= STATED TASK =
Put every line of the entries below, from the line containing "Could you spot the drum stand" through the final line of the entries, into a numbered list, leaving out blank lines.

= RECORDED DATA =
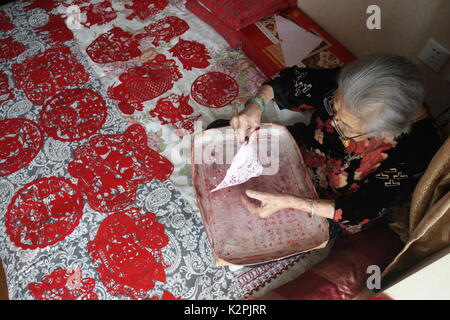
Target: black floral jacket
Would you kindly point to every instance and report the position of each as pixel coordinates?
(364, 177)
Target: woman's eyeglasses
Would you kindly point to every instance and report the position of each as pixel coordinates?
(328, 103)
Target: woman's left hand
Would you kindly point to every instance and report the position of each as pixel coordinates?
(270, 202)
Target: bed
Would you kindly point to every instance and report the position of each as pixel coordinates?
(98, 103)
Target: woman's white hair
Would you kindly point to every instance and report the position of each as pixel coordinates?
(385, 91)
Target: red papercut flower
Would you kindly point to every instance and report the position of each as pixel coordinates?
(110, 168)
(43, 212)
(313, 159)
(20, 141)
(191, 54)
(338, 215)
(143, 83)
(73, 114)
(56, 29)
(128, 246)
(214, 90)
(47, 73)
(64, 285)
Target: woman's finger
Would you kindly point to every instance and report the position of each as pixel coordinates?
(241, 129)
(258, 195)
(253, 208)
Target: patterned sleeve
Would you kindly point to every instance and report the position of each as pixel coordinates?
(383, 189)
(299, 89)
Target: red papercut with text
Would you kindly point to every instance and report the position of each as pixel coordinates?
(43, 212)
(110, 168)
(47, 5)
(64, 285)
(166, 296)
(164, 29)
(214, 89)
(112, 46)
(73, 114)
(10, 49)
(47, 73)
(191, 54)
(5, 22)
(145, 8)
(99, 14)
(56, 30)
(175, 110)
(5, 91)
(20, 141)
(146, 82)
(128, 247)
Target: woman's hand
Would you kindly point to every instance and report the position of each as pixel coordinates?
(270, 202)
(273, 202)
(246, 121)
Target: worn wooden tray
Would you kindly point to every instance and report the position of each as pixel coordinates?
(237, 236)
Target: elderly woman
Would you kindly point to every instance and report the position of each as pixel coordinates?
(368, 140)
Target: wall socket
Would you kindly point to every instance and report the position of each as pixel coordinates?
(434, 55)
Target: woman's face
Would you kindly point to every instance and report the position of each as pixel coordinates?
(349, 124)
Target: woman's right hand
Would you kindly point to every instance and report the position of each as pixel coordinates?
(246, 121)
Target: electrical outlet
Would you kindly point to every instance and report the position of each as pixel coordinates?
(434, 55)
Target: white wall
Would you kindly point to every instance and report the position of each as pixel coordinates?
(406, 25)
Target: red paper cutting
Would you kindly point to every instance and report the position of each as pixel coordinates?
(128, 246)
(110, 168)
(64, 285)
(145, 82)
(5, 90)
(214, 89)
(114, 45)
(166, 296)
(20, 141)
(164, 29)
(10, 49)
(146, 8)
(73, 114)
(178, 116)
(99, 14)
(47, 73)
(191, 54)
(5, 22)
(43, 212)
(47, 5)
(56, 28)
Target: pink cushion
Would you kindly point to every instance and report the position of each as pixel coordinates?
(342, 275)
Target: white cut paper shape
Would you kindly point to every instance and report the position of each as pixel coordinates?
(245, 165)
(296, 42)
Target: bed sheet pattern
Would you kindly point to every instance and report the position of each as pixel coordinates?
(87, 207)
(96, 200)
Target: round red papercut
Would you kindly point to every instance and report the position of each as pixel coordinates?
(5, 22)
(10, 49)
(99, 13)
(20, 141)
(214, 89)
(191, 54)
(73, 114)
(56, 29)
(110, 168)
(164, 30)
(43, 212)
(145, 8)
(112, 46)
(5, 91)
(128, 246)
(64, 285)
(146, 82)
(47, 73)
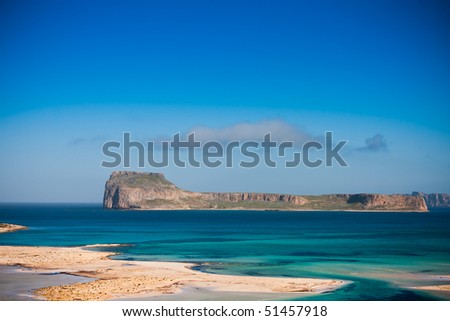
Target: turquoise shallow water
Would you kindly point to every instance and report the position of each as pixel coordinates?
(383, 254)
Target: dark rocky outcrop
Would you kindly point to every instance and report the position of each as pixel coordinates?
(394, 202)
(435, 200)
(135, 190)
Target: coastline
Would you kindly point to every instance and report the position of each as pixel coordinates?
(121, 279)
(6, 227)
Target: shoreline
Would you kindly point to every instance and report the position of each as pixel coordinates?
(121, 279)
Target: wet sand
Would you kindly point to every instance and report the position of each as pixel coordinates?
(120, 279)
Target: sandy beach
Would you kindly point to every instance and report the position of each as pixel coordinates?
(115, 279)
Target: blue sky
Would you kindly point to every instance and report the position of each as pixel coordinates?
(75, 74)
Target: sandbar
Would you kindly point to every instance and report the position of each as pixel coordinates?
(121, 279)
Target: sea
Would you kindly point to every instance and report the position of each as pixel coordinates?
(383, 255)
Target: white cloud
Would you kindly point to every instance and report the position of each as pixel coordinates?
(279, 130)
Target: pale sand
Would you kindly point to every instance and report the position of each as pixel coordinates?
(5, 227)
(442, 287)
(120, 279)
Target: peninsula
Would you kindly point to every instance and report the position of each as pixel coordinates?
(136, 190)
(6, 227)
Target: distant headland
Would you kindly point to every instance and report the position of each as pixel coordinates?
(136, 190)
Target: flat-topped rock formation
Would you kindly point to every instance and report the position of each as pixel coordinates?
(5, 227)
(435, 200)
(135, 190)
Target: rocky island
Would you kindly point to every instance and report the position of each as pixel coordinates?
(6, 227)
(136, 190)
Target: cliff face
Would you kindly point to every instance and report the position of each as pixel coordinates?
(435, 200)
(134, 190)
(152, 190)
(393, 202)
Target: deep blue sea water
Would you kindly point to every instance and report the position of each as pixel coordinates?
(383, 254)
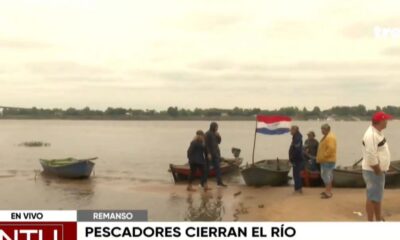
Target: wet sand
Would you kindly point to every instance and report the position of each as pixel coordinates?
(169, 202)
(281, 204)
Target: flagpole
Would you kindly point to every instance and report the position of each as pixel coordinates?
(254, 144)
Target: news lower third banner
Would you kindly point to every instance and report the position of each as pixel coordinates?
(134, 224)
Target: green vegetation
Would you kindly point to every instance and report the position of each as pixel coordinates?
(359, 112)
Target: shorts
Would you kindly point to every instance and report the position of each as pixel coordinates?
(375, 185)
(327, 172)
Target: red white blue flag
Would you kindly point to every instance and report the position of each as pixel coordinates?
(273, 125)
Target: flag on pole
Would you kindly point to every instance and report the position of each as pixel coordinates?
(273, 125)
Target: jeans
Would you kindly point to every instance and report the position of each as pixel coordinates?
(297, 168)
(217, 168)
(202, 168)
(375, 185)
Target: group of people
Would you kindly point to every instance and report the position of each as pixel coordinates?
(203, 151)
(322, 155)
(315, 155)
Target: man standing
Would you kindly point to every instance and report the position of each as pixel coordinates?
(326, 157)
(296, 157)
(213, 139)
(376, 161)
(310, 151)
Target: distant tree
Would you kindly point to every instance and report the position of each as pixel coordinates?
(173, 111)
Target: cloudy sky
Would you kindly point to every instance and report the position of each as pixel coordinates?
(198, 53)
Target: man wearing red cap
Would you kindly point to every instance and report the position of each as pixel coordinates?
(376, 161)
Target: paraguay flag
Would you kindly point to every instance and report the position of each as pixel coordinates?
(273, 125)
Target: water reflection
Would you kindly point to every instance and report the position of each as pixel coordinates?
(210, 206)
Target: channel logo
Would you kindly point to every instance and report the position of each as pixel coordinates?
(38, 231)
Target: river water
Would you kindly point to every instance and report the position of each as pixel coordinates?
(133, 153)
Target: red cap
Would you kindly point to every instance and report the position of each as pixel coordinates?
(380, 116)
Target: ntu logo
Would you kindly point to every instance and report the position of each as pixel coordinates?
(31, 232)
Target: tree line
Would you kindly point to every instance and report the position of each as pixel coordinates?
(336, 112)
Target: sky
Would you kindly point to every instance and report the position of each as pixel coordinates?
(199, 53)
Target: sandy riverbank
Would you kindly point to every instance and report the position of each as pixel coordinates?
(280, 204)
(170, 202)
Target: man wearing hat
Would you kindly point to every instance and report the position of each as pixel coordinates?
(376, 161)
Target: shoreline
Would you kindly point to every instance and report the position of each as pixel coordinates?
(171, 202)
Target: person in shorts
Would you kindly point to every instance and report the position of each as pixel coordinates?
(326, 157)
(376, 161)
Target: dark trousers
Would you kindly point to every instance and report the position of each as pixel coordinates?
(193, 169)
(216, 161)
(298, 166)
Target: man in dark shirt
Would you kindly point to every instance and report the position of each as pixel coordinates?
(310, 152)
(296, 158)
(213, 139)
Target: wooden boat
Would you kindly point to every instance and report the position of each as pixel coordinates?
(182, 172)
(69, 167)
(351, 177)
(267, 172)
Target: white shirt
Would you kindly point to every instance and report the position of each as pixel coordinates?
(375, 150)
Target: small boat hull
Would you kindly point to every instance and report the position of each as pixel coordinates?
(345, 178)
(182, 172)
(76, 170)
(267, 173)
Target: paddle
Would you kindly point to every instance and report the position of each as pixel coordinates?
(356, 163)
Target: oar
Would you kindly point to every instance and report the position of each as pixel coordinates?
(356, 163)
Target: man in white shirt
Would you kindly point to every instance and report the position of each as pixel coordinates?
(376, 161)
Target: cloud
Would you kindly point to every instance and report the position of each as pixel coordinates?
(68, 70)
(365, 29)
(19, 44)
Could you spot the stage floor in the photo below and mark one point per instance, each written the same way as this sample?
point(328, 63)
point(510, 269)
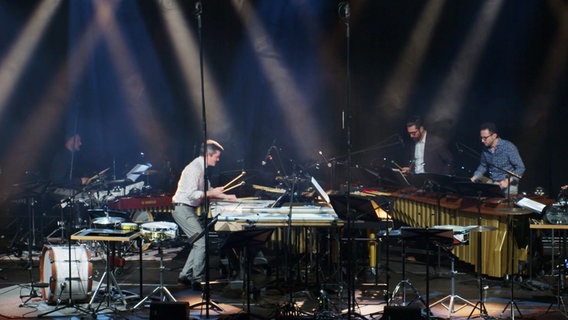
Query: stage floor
point(292, 297)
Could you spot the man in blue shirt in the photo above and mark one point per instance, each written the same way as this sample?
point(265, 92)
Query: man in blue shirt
point(500, 159)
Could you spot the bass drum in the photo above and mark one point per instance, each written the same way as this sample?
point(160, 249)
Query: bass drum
point(556, 214)
point(54, 270)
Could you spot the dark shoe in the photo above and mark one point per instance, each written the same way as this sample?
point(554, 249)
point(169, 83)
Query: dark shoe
point(184, 282)
point(196, 285)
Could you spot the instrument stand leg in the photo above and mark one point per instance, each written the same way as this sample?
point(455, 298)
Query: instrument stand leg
point(559, 299)
point(452, 297)
point(164, 292)
point(110, 284)
point(512, 303)
point(401, 289)
point(31, 241)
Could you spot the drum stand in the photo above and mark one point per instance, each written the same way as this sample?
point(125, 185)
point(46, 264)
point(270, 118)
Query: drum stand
point(71, 302)
point(403, 286)
point(110, 283)
point(560, 305)
point(453, 296)
point(31, 240)
point(164, 292)
point(512, 303)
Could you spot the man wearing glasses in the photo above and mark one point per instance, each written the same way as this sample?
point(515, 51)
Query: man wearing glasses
point(500, 159)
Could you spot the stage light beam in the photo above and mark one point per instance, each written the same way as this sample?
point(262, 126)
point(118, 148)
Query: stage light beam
point(15, 61)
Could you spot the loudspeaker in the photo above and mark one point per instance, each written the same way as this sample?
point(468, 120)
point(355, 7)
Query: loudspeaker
point(169, 310)
point(399, 312)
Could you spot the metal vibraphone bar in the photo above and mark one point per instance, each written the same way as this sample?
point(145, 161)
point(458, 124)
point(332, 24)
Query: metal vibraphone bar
point(422, 211)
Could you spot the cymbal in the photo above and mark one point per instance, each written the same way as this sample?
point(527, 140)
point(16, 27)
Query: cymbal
point(146, 172)
point(481, 228)
point(514, 211)
point(268, 189)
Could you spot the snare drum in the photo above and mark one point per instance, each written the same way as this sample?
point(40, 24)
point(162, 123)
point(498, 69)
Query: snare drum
point(128, 226)
point(54, 270)
point(159, 230)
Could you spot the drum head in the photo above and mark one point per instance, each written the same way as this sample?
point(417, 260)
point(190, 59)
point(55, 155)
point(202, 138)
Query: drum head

= OUTPUT OF THE TASK =
1. Could you spot the drum stand in the photo above and mark one point per instance, each written the same way as this sample?
2. point(125, 185)
3. point(46, 264)
4. point(270, 118)
5. Query: drum stand
6. point(71, 302)
7. point(403, 286)
8. point(110, 283)
9. point(560, 305)
10. point(453, 296)
11. point(31, 240)
12. point(164, 292)
13. point(512, 303)
14. Could you spot the man wearing glasses in the photo above and mark one point per instance, each written the same way as this sample?
15. point(515, 51)
16. Query: man wearing glasses
17. point(500, 159)
18. Could you spot the stage light beam in the photo above and mark one point per instance, each written the same way as this sample?
19. point(262, 126)
20. point(118, 148)
21. Query: stage light beam
22. point(15, 61)
23. Could you spot the loudspeaker in the photo above and mark one point per instance, each written the same way as this sample?
24. point(468, 120)
25. point(355, 7)
26. Query: loudspeaker
27. point(169, 310)
28. point(399, 312)
29. Could you spot the metal vibraphone bar in the photo above and mark one point per instance, each written the same way as this sample?
30. point(145, 161)
31. point(458, 124)
32. point(332, 24)
33. Query: metal vibraphone bar
34. point(422, 211)
35. Could you spot the cymbal in the photo above and mark one point per instance, each written the same way as this sample?
36. point(527, 140)
37. point(16, 27)
38. Query: cymbal
39. point(146, 172)
40. point(481, 228)
41. point(514, 211)
42. point(268, 189)
43. Could you spot the snare drum in the photo above and mark one point per instance, each written the same way as this sample?
44. point(40, 24)
45. point(162, 123)
46. point(498, 69)
47. Query: snare drum
48. point(128, 226)
49. point(54, 270)
50. point(159, 230)
51. Could you spot the drum head in the photo above and mark one point per instance, each written the same way as this sample?
52. point(417, 260)
53. point(190, 59)
54. point(55, 155)
55. point(202, 138)
56. Query: drum head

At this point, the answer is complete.